### [Passage]
--------------------------------------------------

ESPN 50th Annual Meeting

ESPN 2017


 
Bladder diverticula caused by Occipital horn syndrome-a case-report
IVA PALCIC 1 ANDREA CVITKOVIC ROIC 1 GORAN ROIC 2 GORAN KRAKAR 3 ALEMKA JAKLIN KEKEZ 1

1- POLYCLINIC FOR PEDIATRIC DISEASE HELENA
2- CHILDRENĀ“S HOSPITAL ZAGREB
3- POLYCLINIC FOR PEDIATRIC DISEASE SABOL
 
Introduction:

Occipital horn syndrome is an X-linked recessive connective tissue disorder caused by a deficiency in the transport of copper. The disorder is considered a milder variant of Menkes disease, associated with mutations in the ATP7A gene. Children may present with features such as intractable diarrhea, bladder diverticula or recurrent UTI. Motor development is delayed due to muscle hypotonia. Inguinal hernia is common. Arterial aneurysms have also been described.  Deformations in the skeleton are present. Diagnosis is based on the clinical features and confirmed by identification of a mutation in the ATP7A gene. Radiography shows characteristic occipital horns which are symmetric exostoses protruding from the occipital bone.

Material and methods:

 We present a 6,5  year old boy with Occipital horn syndrome who has a large bladder diverticula.

--------------------------------------------------

### [Data for analysis]
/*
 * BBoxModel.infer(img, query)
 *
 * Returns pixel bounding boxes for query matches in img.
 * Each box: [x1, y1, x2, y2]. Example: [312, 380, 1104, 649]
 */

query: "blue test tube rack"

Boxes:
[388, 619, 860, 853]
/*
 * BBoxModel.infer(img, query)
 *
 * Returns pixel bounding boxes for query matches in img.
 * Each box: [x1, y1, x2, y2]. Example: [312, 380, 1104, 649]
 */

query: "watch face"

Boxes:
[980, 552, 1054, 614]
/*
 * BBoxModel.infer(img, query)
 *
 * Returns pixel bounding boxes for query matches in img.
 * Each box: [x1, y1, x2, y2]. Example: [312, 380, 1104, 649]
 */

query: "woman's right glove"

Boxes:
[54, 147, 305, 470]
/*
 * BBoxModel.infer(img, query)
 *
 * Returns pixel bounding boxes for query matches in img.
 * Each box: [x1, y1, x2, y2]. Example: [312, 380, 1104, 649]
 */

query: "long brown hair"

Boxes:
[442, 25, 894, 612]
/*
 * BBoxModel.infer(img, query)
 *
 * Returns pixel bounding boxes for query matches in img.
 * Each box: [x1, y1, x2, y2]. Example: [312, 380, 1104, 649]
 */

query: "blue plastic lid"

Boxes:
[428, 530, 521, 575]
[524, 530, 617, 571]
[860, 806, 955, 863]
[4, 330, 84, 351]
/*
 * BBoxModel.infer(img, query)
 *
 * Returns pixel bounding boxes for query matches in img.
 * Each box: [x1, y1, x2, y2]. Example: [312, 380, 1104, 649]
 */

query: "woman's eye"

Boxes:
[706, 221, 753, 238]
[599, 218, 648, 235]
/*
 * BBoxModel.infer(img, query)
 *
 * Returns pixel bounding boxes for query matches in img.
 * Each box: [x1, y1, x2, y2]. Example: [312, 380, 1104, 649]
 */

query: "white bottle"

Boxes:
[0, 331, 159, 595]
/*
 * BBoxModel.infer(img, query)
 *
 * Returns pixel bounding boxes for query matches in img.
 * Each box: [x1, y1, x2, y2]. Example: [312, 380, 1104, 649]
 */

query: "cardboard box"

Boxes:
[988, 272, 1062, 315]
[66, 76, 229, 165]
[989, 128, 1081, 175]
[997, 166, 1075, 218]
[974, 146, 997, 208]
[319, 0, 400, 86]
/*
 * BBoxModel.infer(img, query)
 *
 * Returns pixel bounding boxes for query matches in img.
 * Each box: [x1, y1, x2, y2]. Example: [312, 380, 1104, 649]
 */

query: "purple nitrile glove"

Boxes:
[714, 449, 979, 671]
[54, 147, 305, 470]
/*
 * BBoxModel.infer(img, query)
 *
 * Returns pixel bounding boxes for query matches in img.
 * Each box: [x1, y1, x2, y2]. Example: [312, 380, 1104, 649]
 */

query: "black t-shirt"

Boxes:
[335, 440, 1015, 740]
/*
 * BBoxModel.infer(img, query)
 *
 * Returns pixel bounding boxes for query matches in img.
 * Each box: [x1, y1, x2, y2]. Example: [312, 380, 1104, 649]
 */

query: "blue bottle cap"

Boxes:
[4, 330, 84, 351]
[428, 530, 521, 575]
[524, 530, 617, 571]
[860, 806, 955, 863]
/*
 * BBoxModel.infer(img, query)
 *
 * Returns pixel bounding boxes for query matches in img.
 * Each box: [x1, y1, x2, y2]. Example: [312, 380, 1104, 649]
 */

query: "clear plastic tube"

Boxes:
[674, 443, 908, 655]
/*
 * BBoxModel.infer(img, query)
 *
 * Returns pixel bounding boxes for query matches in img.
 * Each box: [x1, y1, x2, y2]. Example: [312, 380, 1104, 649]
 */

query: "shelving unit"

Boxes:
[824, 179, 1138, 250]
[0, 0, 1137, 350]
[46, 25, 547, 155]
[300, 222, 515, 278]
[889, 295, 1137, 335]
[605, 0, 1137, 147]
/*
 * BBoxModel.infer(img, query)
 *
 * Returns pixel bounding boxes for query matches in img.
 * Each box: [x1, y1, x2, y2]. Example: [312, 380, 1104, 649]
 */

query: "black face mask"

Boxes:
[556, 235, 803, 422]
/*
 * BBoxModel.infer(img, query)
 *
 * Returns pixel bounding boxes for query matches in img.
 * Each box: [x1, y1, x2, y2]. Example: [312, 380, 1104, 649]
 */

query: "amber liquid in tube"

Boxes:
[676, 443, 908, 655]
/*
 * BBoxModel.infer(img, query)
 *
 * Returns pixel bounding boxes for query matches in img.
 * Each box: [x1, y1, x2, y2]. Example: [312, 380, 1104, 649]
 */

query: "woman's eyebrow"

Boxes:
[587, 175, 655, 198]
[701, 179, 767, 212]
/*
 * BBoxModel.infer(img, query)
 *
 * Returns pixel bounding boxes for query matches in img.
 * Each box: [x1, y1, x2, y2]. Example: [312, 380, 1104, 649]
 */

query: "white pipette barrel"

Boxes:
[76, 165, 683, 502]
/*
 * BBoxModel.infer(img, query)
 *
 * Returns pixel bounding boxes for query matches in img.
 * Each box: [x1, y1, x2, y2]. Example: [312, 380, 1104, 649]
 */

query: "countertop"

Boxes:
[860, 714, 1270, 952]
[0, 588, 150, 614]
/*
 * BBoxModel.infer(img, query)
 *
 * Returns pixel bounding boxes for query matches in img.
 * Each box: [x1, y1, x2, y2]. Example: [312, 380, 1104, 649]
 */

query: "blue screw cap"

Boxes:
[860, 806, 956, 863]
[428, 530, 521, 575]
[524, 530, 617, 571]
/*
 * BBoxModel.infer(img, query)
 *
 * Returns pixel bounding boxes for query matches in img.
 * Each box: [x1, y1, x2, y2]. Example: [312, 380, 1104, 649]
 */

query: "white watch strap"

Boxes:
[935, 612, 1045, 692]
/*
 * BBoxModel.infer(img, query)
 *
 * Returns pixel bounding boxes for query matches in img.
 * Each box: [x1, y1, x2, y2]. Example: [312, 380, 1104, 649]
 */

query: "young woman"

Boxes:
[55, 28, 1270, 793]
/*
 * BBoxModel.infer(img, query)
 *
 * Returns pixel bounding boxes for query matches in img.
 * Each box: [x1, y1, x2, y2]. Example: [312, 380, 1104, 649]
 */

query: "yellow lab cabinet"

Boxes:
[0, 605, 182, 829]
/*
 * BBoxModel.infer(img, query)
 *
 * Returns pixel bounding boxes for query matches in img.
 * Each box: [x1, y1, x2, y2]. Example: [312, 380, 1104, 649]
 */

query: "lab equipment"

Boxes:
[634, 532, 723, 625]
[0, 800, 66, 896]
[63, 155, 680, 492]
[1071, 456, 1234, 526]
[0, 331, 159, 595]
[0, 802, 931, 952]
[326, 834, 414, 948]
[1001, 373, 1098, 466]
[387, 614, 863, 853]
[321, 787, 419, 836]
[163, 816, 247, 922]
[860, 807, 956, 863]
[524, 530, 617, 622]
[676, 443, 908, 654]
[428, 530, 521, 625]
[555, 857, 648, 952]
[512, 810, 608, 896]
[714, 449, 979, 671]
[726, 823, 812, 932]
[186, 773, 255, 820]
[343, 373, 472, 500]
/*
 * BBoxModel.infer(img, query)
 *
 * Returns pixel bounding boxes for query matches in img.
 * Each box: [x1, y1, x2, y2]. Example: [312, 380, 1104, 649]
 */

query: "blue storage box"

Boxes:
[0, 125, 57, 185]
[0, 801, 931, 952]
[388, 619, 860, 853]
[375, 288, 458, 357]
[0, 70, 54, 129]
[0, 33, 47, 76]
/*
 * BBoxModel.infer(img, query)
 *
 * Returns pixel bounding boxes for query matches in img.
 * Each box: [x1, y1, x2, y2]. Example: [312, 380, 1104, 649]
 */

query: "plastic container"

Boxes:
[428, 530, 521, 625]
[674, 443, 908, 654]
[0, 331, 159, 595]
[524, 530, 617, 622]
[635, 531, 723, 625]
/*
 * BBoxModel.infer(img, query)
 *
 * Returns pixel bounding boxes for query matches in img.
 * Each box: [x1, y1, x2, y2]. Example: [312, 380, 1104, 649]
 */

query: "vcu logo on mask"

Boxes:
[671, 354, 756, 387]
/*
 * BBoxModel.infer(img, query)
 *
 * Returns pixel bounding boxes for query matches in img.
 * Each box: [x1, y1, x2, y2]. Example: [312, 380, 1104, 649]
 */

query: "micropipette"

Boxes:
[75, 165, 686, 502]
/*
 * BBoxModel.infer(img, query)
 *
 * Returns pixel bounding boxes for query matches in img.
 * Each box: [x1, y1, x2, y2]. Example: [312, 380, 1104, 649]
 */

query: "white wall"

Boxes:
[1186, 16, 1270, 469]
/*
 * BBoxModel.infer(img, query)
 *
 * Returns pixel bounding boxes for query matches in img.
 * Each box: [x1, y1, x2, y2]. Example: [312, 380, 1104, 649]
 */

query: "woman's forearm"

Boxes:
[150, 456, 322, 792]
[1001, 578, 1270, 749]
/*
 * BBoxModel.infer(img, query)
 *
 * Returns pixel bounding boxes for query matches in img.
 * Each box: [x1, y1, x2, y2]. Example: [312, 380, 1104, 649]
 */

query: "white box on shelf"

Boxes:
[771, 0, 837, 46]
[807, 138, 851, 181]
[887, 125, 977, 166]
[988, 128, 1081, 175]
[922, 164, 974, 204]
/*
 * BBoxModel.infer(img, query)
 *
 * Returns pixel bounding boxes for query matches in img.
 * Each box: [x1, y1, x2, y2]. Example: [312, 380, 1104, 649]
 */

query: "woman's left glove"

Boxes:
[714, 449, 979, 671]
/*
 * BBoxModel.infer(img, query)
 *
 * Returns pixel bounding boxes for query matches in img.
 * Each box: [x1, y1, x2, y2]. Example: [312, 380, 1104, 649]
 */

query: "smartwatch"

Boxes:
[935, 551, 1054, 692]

--------------------------------------------------

### [Exercise description]
Continue the case report on bladder diverticula in occipital horn syndrome from its last sentence.

### [Response to the exercise]
Results:

A 14 month-old boy was addmited with macrohaematuria and recurrent UTI. He presented at birth with poor muscle tone and  fracture of the occipital bone. The patient was hypotrofic and hypotonic with delayed psyhomotoric development.  His ultrasound examination revealed massive bladder diverticula, which was confirmd by VCUG. The urodynamics was normal. In laboratory findings low cooper and ceruloplasmin were found. Genetic analysis showed mutation of ATP7A gene (duplication in exons 11 and 12) and diagnosis of Occipital horn syndrom was made.

During the follow-up the diverticula did not empty propertly and boy suffered numerous UTI despite prophylactic antibiotic. At the beginning clean intermitent cateterisation was helpfull. But as the infection continued  and new diverticula appeared, he underwent cystostoma and now he has been free of infection for a six months.

Conclusions:

 Large bladder diverticula can be the part of underlying connective tissue disorder. Our case showed the boy with large bladder diverticula in a rare Occipital horn syndrom caused by a deficiency in the transport of copper, associated with mutations in the ATP7A gene.